[Opening Records for the exercise section]
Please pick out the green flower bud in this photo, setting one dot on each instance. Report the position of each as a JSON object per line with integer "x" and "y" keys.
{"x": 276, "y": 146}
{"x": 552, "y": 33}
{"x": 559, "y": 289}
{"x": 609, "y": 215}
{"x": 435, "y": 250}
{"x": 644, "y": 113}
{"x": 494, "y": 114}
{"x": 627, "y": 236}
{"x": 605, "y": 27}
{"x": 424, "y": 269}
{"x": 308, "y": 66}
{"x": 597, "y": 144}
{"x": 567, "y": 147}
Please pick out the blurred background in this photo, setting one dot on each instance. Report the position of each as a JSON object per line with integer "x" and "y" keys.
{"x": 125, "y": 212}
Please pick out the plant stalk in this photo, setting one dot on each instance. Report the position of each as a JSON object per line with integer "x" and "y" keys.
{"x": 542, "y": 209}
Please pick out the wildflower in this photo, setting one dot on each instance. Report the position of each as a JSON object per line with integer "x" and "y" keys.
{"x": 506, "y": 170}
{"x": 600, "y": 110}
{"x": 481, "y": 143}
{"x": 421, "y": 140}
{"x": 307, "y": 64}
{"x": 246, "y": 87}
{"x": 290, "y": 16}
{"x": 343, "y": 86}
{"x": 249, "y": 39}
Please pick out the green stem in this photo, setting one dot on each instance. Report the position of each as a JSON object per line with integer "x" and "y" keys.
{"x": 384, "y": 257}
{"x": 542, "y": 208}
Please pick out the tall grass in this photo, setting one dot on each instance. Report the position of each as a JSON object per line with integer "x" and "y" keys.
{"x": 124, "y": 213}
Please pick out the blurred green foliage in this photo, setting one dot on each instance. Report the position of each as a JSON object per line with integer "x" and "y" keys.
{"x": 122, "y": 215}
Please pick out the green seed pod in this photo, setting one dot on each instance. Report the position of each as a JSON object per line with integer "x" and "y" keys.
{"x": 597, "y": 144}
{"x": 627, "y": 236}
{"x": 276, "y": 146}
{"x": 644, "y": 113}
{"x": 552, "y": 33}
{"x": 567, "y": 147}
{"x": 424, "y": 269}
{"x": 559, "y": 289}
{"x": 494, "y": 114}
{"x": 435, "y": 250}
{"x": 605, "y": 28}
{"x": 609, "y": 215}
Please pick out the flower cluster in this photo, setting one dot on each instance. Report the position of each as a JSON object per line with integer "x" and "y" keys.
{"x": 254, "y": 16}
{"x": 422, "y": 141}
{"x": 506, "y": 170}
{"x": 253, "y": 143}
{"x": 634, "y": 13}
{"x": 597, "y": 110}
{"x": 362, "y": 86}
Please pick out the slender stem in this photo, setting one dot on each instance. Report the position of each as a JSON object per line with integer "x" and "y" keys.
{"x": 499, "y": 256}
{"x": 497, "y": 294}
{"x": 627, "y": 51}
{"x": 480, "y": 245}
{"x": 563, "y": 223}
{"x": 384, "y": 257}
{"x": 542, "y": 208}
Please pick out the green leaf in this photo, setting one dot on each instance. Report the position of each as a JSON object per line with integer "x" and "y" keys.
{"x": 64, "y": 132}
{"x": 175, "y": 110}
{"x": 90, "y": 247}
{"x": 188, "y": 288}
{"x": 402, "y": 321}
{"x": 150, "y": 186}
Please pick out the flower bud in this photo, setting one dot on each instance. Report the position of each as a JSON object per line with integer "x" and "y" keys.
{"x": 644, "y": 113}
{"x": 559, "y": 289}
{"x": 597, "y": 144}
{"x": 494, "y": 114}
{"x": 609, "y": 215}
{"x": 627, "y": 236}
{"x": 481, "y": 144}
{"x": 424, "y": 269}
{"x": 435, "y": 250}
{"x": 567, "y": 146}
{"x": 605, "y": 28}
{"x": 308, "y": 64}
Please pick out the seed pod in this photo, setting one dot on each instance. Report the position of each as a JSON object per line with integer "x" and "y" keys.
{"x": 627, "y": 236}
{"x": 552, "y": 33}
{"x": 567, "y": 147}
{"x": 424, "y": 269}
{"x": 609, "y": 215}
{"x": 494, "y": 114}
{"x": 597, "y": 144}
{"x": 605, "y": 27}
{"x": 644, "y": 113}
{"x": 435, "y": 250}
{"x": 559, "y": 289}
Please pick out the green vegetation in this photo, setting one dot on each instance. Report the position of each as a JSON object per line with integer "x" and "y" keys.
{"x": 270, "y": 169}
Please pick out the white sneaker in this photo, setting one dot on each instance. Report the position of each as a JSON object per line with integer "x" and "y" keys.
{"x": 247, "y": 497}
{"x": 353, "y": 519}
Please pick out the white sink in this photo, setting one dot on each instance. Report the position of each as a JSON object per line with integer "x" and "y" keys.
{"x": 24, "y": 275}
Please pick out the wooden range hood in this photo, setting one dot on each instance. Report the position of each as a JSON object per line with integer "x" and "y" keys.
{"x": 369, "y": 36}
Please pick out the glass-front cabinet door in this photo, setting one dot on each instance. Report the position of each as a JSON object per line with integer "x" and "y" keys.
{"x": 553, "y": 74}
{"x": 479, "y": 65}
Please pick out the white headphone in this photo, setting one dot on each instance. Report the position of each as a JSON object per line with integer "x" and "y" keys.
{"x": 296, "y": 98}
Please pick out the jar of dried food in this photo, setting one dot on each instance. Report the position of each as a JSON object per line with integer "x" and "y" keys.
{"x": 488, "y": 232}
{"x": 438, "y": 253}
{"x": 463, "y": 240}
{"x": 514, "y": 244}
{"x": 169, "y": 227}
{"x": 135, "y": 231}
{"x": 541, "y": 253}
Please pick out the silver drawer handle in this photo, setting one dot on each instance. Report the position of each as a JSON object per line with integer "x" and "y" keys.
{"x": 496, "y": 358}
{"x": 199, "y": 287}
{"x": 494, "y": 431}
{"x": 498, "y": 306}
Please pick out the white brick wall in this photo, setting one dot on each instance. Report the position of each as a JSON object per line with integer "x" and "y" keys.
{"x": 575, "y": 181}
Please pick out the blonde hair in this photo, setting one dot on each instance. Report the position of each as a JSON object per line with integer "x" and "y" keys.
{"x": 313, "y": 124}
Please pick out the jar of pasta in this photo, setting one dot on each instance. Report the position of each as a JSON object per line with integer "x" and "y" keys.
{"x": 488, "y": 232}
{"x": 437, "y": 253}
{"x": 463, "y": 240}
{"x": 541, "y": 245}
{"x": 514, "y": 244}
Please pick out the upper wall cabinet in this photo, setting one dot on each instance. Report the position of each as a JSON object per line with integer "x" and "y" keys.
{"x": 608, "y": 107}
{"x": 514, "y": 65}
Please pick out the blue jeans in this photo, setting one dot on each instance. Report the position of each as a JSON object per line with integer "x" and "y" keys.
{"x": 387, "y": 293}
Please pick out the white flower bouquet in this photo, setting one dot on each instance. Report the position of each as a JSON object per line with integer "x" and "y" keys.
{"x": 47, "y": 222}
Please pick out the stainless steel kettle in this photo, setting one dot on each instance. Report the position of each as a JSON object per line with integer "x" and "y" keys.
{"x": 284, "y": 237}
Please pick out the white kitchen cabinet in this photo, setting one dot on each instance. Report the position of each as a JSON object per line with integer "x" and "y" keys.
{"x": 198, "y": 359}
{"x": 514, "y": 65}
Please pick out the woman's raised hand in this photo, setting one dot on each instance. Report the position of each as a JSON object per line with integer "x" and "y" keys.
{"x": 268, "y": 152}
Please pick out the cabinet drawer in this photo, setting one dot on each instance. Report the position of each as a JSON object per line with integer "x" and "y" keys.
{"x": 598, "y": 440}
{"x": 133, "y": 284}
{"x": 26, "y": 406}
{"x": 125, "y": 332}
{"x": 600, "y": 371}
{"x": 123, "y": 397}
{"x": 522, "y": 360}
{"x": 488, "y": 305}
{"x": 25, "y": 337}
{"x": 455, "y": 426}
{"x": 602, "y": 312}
[Closing Records for the exercise section]
Without altering a single character, write out every record above.

§ Solution to the exercise
Please pick out the green flower bud in this photo, setting one dot on each instance. Report the position of each as a JSON object per line with integer "x" and "y" keys.
{"x": 276, "y": 146}
{"x": 552, "y": 33}
{"x": 559, "y": 289}
{"x": 609, "y": 215}
{"x": 435, "y": 250}
{"x": 644, "y": 113}
{"x": 494, "y": 114}
{"x": 627, "y": 236}
{"x": 605, "y": 27}
{"x": 424, "y": 269}
{"x": 308, "y": 66}
{"x": 597, "y": 144}
{"x": 567, "y": 147}
Please pick out the blurred background in this photo, setting one dot on each instance. Report the position of each as a JSON object per line with integer "x" and "y" keys.
{"x": 125, "y": 212}
Please pick out the plant stalk in this photo, setting one dot on each instance. Report the position of each as a JSON object per line with integer "x" and "y" keys.
{"x": 542, "y": 209}
Please pick out the wildflower in this photo, setting one dot on each instance. Report the position of each as a JSON object per line with integer "x" and "y" keys.
{"x": 506, "y": 170}
{"x": 600, "y": 110}
{"x": 481, "y": 143}
{"x": 421, "y": 140}
{"x": 307, "y": 64}
{"x": 246, "y": 87}
{"x": 290, "y": 16}
{"x": 343, "y": 86}
{"x": 249, "y": 39}
Please pick out the green stem in this photo, setting one dot on each instance. Report the position of each as a JSON object per line with integer "x" and "y" keys.
{"x": 384, "y": 257}
{"x": 542, "y": 208}
Please pick out the tall grass in this photo, setting one dot on each instance. Report the position of each as a JSON object per line with integer "x" and "y" keys.
{"x": 124, "y": 213}
Please pick out the blurred green foliage in this photo, setting one dot on each instance. Report the position of each as a JSON object per line with integer "x" and "y" keys.
{"x": 122, "y": 215}
Please pick out the green seed pod in this photo, setting one dot on each instance. Report the position of each as a JSON object per line with integer "x" and "y" keys.
{"x": 597, "y": 144}
{"x": 627, "y": 236}
{"x": 276, "y": 146}
{"x": 644, "y": 113}
{"x": 552, "y": 33}
{"x": 567, "y": 147}
{"x": 424, "y": 269}
{"x": 559, "y": 289}
{"x": 494, "y": 114}
{"x": 435, "y": 250}
{"x": 605, "y": 28}
{"x": 609, "y": 215}
Please pick out the flower cluster in this photo, setting one dot on each instance. Report the position of each as a JSON object per line with integer "x" and "y" keys.
{"x": 254, "y": 16}
{"x": 422, "y": 141}
{"x": 506, "y": 170}
{"x": 253, "y": 143}
{"x": 634, "y": 13}
{"x": 597, "y": 110}
{"x": 362, "y": 86}
Please pick out the slender stem in this photo, setting one dot on each instance. Report the position of each as a JSON object per line with integer "x" and "y" keys.
{"x": 499, "y": 256}
{"x": 497, "y": 294}
{"x": 627, "y": 51}
{"x": 480, "y": 245}
{"x": 563, "y": 223}
{"x": 384, "y": 257}
{"x": 542, "y": 208}
Please pick out the green leaf in this photo, setting one dot on each instance. Report the position of each as a JSON object per line with integer "x" and "y" keys.
{"x": 64, "y": 132}
{"x": 175, "y": 110}
{"x": 90, "y": 247}
{"x": 188, "y": 288}
{"x": 402, "y": 321}
{"x": 150, "y": 186}
Please pick out the flower bud in this photo, setting one dot on each instance. Report the position of each as a JSON object per line with integer "x" and "y" keys.
{"x": 644, "y": 113}
{"x": 559, "y": 289}
{"x": 597, "y": 144}
{"x": 494, "y": 114}
{"x": 609, "y": 215}
{"x": 627, "y": 236}
{"x": 481, "y": 144}
{"x": 424, "y": 269}
{"x": 435, "y": 250}
{"x": 567, "y": 146}
{"x": 605, "y": 28}
{"x": 308, "y": 64}
Please pick out the seed pod in this photo, setting one dot on each instance. Report the position of each as a JSON object per line with integer "x" and "y" keys.
{"x": 627, "y": 236}
{"x": 552, "y": 33}
{"x": 567, "y": 147}
{"x": 424, "y": 269}
{"x": 609, "y": 215}
{"x": 494, "y": 114}
{"x": 597, "y": 144}
{"x": 605, "y": 27}
{"x": 644, "y": 113}
{"x": 435, "y": 250}
{"x": 559, "y": 289}
Please pick out the green vegetation in this photo, setting one dot on each instance. Report the position of each as a JSON object per line with integer "x" and "y" keys.
{"x": 270, "y": 169}
Please pick out the white sneaker in this photo, setting one dot on each instance. Report the position of each as a JSON object per line with integer "x" and "y" keys.
{"x": 247, "y": 497}
{"x": 353, "y": 519}
Please pick out the white sink in this photo, setting one dot on each instance. Report the position of each as a JSON object per line with integer "x" and "y" keys.
{"x": 24, "y": 275}
Please pick out the wooden range hood in this photo, setting one dot on each instance. Report the position of each as a JSON object per line with integer "x" and "y" keys.
{"x": 369, "y": 36}
Please pick out the glass-front cabinet door in this photo, setting one dot on each instance. Report the position of each as a JSON object per line with integer "x" and "y" keys.
{"x": 553, "y": 74}
{"x": 479, "y": 65}
Please pick out the white headphone in this photo, setting one dot on each instance. Report the position of each as a JSON object per line with integer "x" and "y" keys.
{"x": 296, "y": 98}
Please pick out the jar of dried food in this photo, setting one dot on each instance. Report the position of each as a JSON object per line with integer "x" and "y" keys.
{"x": 488, "y": 232}
{"x": 438, "y": 253}
{"x": 463, "y": 240}
{"x": 514, "y": 244}
{"x": 169, "y": 227}
{"x": 135, "y": 231}
{"x": 541, "y": 253}
Please pick out the silver drawer handle in this photo, setting one dot on each instance. Report the position of each as a JSON object per line with integer "x" and "y" keys.
{"x": 496, "y": 358}
{"x": 199, "y": 287}
{"x": 494, "y": 431}
{"x": 498, "y": 306}
Please pick out the white brick wall in this photo, setting one dot on each instance. Report the position of each as a JSON object per line with integer "x" and "y" keys.
{"x": 575, "y": 181}
Please pick out the blonde hair in this photo, setting one dot on each instance. Report the position of each as a JSON object per line with integer "x" and "y" keys.
{"x": 313, "y": 124}
Please pick out the jar of pasta in this photo, setting one dot on each instance. Report the position of each as a JSON object per line with integer "x" and "y" keys.
{"x": 488, "y": 232}
{"x": 437, "y": 253}
{"x": 463, "y": 240}
{"x": 541, "y": 245}
{"x": 514, "y": 244}
Please pick out the upper wall cabinet in this photo, setting one dot on each instance. Report the position of each as a JSON object per line with integer "x" and "y" keys.
{"x": 608, "y": 107}
{"x": 514, "y": 65}
Please pick out the blue jeans in this photo, setting one dot on each instance. Report the position of each as a JSON object per line with integer "x" and "y" keys.
{"x": 387, "y": 293}
Please pick out the white flower bouquet in this photo, setting one dot on each instance. Report the position of each as a JSON object per line with integer "x" and "y" keys.
{"x": 47, "y": 222}
Please pick out the stainless steel kettle in this photo, setting one dot on each instance. Report the position of each as a JSON object per line with integer "x" and "y" keys.
{"x": 284, "y": 237}
Please pick out the white kitchen cabinet in this photo, setting one dot on each instance. Report the position of each as a JSON object per line with integer "x" and "y" keys.
{"x": 198, "y": 359}
{"x": 514, "y": 65}
Please pick out the woman's raised hand in this photo, setting one dot on each instance. Report the position of each as a JSON object per line with integer "x" and "y" keys.
{"x": 268, "y": 152}
Please pick out the cabinet drawer in this photo, setting one dot on each instance. Report the position of each as a JSON object per line with integer "x" and "y" keys.
{"x": 598, "y": 440}
{"x": 133, "y": 284}
{"x": 26, "y": 406}
{"x": 125, "y": 332}
{"x": 600, "y": 371}
{"x": 123, "y": 397}
{"x": 522, "y": 360}
{"x": 488, "y": 305}
{"x": 25, "y": 337}
{"x": 455, "y": 426}
{"x": 602, "y": 312}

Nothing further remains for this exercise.